• [DIRECTIONS]: Only the closing portion of the entries is to be reproduced: the line containing "Each instance of the paved" through the very last line, exactly as written.

• [EXERCISE DATA]:
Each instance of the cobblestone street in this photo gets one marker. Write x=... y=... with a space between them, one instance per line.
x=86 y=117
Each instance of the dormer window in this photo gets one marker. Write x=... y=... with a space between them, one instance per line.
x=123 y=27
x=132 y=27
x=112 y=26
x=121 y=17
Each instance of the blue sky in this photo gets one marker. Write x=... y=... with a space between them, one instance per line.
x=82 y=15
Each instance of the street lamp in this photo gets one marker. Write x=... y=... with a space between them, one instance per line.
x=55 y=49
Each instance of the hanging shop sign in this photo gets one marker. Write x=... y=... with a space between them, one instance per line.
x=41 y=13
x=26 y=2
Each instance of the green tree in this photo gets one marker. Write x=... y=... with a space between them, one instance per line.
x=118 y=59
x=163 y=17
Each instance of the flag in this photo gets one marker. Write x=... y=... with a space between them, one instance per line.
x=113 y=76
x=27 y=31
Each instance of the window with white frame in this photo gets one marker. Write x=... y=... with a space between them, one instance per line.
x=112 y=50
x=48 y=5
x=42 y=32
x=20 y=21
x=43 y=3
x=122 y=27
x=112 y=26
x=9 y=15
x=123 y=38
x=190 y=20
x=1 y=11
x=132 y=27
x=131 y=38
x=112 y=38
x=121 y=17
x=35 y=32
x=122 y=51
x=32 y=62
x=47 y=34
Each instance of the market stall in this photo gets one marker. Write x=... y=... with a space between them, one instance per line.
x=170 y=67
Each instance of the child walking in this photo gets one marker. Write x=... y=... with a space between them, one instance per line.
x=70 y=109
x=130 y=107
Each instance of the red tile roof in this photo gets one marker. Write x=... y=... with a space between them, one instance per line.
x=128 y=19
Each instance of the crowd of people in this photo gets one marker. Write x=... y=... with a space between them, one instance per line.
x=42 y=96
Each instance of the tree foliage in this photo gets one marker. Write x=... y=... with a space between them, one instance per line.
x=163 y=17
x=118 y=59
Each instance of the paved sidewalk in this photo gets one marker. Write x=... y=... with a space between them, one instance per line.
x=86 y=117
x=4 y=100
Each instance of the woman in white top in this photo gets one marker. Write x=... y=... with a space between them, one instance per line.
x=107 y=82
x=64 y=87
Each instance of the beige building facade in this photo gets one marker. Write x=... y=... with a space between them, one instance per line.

• [REPLY TO THE EXERCISE]:
Each instance of the paved sidewalk in this photo gets one marker. Write x=... y=... with a space between them, one instance per line.
x=86 y=117
x=4 y=100
Each instance of the woman in white top in this photo gets one marker. Write x=... y=... with a space between them, one instance per line.
x=107 y=82
x=64 y=87
Each instance of the beige building facade in this photo gets one marker. Write x=... y=... with a space between them, one instance per line.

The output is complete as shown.